> WORK TO COMPLETE
**1.** Answer these about the SageMaker feature group thread:
(a) What error message does the first post report when trying to create a feature group?
(b) According to the first reply, from what kind of environment can data currently be written into a feature group, and with which library?
(c) According to the last reply, what is running somewhere if the PySpark kernel is used in SageMaker?
**2.** Write out the SageMaker feature group thread between "We are working" and "Sagemaker Notebook instance?", inclusive, substituting "modest volumes of data" for "small amounts of data".
* begin SUPPLIED PASSAGE *
No attribute 'create_featuregroup' on Sagemaker Jupyter Notebook

Kamal_Keswani · June 19, 2020, 12:36pm

I have connected my hopswork demo instance to sagemaker using API key.
But when I try to create a future group using API functions it is saying

module ‘hops.featurestore’ has no attribute ‘create_featuregroup’.

Attaching ss of the same for reference.

Fabio · June 19, 2020, 9:29pm

Hi @Kamal_Keswani,

We currently don’t support creating feature groups from SageMaker. Currently you can write data into a feature group only from a Spark environment using the hops-util library.

We are working on adding the possibility to create and write feature groups containing small amounts of data to the feature store also from SageMaker, but it’s not there yet.

You can see the documentation for the hopsworks-cloud-sdk library here: http://hopsworks-cloud-sdk.logicalclocks.com/hops.html#module-hops.featurestore

–
Fabio

Kamal_Keswani · June 19, 2020, 10:22pm

Even if I use pyspark kernel on Sagemaker Notebook instance?
So what exactly does the integration of Sagemaker with feature store provides? If I take raw data from S3 on my Sagemaker notebook instance and then want to create feature group from that , I can’t?

Fabio · June 21, 2020, 12:49pm

If you are using the PySpark kernel in SageMaker, then you have an EMR cluster running somewhere. (https://docs.aws.amazon.com/sagemaker/latest/dg/nbi-lifecycle-config-emr.html)
If that’s the case, then you have a Spark environment an so you can use the hops-util-py library (https://pypi.org/project/hops/) to connect to Hopsworks Enterprise and write data into a feature group.
* end SUPPLIED PASSAGE *
* begin DATA LISTING *
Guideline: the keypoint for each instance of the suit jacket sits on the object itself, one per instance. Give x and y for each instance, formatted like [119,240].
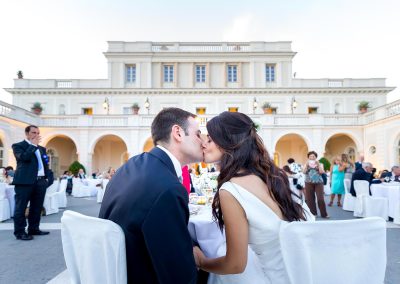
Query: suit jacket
[147,200]
[27,163]
[360,174]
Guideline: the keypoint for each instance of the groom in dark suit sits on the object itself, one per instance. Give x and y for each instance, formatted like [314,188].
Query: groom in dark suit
[31,179]
[146,198]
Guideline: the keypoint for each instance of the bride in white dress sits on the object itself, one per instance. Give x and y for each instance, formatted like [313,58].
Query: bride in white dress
[254,199]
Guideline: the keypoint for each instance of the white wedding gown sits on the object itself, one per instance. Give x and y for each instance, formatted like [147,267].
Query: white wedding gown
[265,262]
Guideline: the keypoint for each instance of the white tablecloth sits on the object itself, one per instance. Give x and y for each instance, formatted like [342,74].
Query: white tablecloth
[392,192]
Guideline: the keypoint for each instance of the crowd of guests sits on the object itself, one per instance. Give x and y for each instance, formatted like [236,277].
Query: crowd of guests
[81,174]
[312,177]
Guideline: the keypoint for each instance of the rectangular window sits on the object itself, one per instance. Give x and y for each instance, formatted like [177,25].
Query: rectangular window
[200,73]
[87,110]
[126,110]
[130,73]
[168,73]
[312,110]
[232,73]
[270,73]
[200,110]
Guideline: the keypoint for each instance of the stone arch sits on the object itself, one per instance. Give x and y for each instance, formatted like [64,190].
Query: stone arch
[99,136]
[109,150]
[291,145]
[62,151]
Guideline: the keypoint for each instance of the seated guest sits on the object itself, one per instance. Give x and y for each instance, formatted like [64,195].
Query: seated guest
[294,167]
[393,175]
[109,174]
[365,173]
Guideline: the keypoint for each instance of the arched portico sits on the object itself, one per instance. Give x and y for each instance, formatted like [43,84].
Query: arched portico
[62,152]
[291,145]
[109,151]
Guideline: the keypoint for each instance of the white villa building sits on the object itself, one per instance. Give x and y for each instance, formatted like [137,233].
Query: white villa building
[92,121]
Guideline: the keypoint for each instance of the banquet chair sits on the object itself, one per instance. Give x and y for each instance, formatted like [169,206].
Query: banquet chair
[354,249]
[79,189]
[94,249]
[5,212]
[61,194]
[102,190]
[366,205]
[348,200]
[50,202]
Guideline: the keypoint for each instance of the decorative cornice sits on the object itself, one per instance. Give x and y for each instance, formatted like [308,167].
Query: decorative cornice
[222,91]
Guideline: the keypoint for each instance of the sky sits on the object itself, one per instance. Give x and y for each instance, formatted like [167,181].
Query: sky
[65,39]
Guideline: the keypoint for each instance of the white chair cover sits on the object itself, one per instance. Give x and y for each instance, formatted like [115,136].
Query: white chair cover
[79,189]
[5,212]
[332,252]
[94,249]
[349,200]
[50,202]
[366,205]
[102,190]
[61,194]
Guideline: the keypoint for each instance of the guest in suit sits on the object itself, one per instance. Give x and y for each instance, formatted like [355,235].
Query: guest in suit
[365,173]
[32,177]
[393,175]
[358,164]
[81,174]
[152,210]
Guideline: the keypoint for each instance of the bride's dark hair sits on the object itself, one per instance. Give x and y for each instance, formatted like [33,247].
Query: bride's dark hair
[244,154]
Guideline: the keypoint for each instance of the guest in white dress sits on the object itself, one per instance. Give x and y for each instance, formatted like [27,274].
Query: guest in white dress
[254,199]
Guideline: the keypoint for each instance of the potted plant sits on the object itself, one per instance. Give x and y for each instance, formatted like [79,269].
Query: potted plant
[267,108]
[363,106]
[135,108]
[20,74]
[37,108]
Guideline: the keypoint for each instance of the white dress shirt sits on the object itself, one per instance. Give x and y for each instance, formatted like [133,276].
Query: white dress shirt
[40,162]
[175,162]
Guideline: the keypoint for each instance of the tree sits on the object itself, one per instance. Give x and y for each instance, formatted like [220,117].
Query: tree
[75,166]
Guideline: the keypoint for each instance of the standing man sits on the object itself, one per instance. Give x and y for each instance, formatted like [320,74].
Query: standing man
[31,179]
[146,198]
[358,164]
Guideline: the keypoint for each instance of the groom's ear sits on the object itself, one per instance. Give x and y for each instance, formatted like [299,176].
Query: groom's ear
[176,133]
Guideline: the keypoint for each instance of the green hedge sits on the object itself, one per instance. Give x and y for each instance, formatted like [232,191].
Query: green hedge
[326,163]
[75,166]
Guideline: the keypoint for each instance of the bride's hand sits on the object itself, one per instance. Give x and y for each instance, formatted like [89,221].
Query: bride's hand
[198,256]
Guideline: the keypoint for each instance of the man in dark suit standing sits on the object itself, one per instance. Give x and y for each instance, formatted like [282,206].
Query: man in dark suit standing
[146,198]
[365,173]
[30,180]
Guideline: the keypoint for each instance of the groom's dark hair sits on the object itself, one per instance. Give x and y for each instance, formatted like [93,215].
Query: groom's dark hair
[165,119]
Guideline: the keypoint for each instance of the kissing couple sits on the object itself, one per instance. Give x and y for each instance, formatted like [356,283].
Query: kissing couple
[146,198]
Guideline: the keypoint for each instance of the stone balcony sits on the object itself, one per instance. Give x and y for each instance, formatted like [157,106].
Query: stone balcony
[144,121]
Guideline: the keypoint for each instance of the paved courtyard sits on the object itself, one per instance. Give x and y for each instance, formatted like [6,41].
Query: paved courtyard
[41,260]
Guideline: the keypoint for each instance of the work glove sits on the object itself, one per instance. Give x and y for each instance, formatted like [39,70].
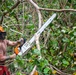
* end DATA LISTING *
> FULL ANSWERS
**1.**
(a) module ‘hops.featurestore’ has no attribute ‘create_featuregroup’
(b) A Spark environment, using the hops-util library.
(c) An EMR cluster.

**2.**
We are working on adding the possibility to create and write feature groups containing modest volumes of data to the feature store also from SageMaker, but it’s not there yet.

You can see the documentation for the hopsworks-cloud-sdk library here: http://hopsworks-cloud-sdk.logicalclocks.com/hops.html#module-hops.featurestore

–
Fabio

Kamal_Keswani · June 19, 2020, 10:22pm

Even if I use pyspark kernel on Sagemaker Notebook instance?